* Task prompt
Please reproduce the part of the embryo-swap article that begins at "We’re not sure" and stops after "for whatever reasons.".

* Text for analysis
.....

They already have a female embryo in storage, from a fourth round of IVF. A further attempt at donor egg matching and producing a boy child – at a cost of $12000 – was not successful.
It was on dropping that $12K – after already spending thousands and thousands of dollars – that the pair decided they would be willing to part with the female embryo in their quest to have a son.
“I made up my mind as a reaction to losing the $12,000. Now I have a commodity — something I can leverage,” an understandably frustrated Lisa explained to the NY Post.
“Economically, it makes sense for us to have a boy,” Lisa continued. “We have a two-bedroom house with no space for a third bedroom. We bought it when Daniel was an infant, and now prices have risen so much in this neighbourhood. There is no way we could afford [a separate bedroom for a girl]. We’d have to move to Nebraska.”
We’re not sure that is really a valid argument for wanting a baby to be a particular sex, but it’s clear that this couple have their hearts set on a boy … for whatever reasons.
“Great quality female embryo”
Last week, Lisa took her hopes of having a second baby boy to social media, reportedly posting an offer to swap embryos with another family in a number of IVF focused Facebook groups.
“Hello, we have been trying to give my child a sibling for three years,” she wrote. “We want to complete our family with a son. We have a great quality female embryo hatching. Would like to consider a trade?”
While the post received complaints and was removed from some groups, it also did the trick, catching the eye of some other parents who got in touch.
Keen to ‘swap’ embryos
One particular couple – Jodie and James (not their real names, the Post says) – were among them.
‘Jodie and James’ are already parents to two boys and they want to add a baby girl to their family. Their girl embryo was conceived via a donor egg and James’s sperm and they’re hoping that Lisa and Ray will be keen to ‘swap’ so they can have the daughter they’ve dreamed of.

.....

(Saved entries)
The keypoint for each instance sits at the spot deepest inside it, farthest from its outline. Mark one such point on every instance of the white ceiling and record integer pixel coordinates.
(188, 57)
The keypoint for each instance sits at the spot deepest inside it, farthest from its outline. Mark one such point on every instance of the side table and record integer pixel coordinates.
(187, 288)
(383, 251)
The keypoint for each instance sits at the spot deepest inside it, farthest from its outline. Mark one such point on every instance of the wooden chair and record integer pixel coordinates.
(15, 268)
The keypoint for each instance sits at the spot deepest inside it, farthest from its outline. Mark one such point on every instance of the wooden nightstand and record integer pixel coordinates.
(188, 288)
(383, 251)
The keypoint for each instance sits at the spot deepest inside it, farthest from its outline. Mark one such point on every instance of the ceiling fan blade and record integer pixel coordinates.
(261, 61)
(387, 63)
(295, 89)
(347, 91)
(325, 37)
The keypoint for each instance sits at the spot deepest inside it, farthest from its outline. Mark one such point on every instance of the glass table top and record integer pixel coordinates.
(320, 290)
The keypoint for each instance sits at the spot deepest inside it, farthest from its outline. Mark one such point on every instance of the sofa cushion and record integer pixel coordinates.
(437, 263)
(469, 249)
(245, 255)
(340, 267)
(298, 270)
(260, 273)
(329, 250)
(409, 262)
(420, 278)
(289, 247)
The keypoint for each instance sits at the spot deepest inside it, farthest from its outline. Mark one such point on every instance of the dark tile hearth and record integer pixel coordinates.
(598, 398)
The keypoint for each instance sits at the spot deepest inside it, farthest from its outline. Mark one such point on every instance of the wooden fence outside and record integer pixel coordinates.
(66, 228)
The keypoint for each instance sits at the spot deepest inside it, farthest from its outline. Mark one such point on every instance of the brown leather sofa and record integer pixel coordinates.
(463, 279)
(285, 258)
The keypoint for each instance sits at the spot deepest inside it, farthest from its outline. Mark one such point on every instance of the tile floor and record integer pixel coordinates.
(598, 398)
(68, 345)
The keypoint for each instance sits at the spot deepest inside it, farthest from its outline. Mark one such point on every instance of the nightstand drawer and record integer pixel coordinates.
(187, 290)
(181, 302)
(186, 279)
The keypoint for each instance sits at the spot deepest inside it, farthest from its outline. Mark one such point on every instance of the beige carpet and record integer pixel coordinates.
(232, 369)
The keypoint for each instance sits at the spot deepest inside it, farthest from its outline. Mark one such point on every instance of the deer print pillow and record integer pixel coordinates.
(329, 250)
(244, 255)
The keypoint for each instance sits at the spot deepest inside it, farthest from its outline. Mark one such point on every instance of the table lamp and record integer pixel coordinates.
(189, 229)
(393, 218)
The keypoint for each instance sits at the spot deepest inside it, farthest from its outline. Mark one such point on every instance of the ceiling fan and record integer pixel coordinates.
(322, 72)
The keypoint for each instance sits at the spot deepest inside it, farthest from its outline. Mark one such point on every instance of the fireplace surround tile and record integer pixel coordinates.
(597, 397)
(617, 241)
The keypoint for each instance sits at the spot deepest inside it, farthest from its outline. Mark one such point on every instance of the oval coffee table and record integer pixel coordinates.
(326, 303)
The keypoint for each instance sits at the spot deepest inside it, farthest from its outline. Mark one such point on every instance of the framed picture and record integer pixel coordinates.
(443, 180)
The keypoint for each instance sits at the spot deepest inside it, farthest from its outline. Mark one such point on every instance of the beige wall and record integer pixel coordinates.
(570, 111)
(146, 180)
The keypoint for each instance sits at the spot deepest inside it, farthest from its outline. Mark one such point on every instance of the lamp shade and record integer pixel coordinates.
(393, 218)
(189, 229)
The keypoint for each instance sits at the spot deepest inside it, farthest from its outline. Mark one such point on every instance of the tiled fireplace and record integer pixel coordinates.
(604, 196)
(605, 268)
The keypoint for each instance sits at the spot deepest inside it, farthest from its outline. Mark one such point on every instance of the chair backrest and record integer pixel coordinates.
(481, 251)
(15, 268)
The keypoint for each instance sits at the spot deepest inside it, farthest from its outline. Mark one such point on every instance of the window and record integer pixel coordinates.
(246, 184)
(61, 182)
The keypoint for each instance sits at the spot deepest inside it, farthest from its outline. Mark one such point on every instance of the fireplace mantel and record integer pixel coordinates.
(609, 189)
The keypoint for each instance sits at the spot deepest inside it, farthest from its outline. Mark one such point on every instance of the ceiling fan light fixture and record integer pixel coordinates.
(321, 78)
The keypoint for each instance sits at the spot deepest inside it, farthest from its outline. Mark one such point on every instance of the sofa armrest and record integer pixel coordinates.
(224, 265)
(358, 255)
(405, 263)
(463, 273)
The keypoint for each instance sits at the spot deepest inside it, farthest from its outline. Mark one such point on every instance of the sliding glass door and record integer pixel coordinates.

.....

* Output of the task
We’re not sure that is really a valid argument for wanting a baby to be a particular sex, but it’s clear that this couple have their hearts set on a boy … for whatever reasons.